For the past decade or so we have begun to realize that computers are an indispensable necessity. They’re around us everywhere, starting from our comfortable households to rovers from other planets. Currently, it is not uncommon at all to have more than a few dozen of office computers and other IT equipment in the infrastructure of a small company that does nothing directly related to that specific area.
It should not surprise anyone that in case of business environments there has to be some streamlined inventory. Especially, when we consider that the network might have a total of several hundreds, if not thousands, of workstation computers, servers, portable devices, other office equipment such as printers, scanners, and other networking components.
Resource management, in its essence, when viewed from an IT perspective, is providing a method to gather and store all kinds of information about items in our infrastructure. Later on supporting means to further maintain the said inventory. Also, performing routine tasks based on the collected data such as generating reports, locating relevant information easily (like where is a specific memory module with the model number you’re looking for), auditing type of software installed on workstation computers, and more.

▸ Job
Answer from the text on IT resource management:
1. According to the text, computers are found everywhere from comfortable households to what?
2. How many devices might a business network have in total?
3. In the routine tasks listed, what does the text say is audited on workstation computers?

▸ Collected data
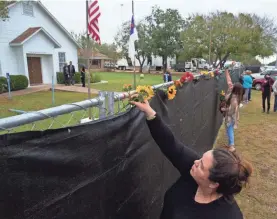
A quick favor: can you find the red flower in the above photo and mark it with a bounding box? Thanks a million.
[180,72,194,84]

▸ Exercise response
1. Rovers from other planets.
2. Several hundreds, if not thousands.
3. The type of software installed on them.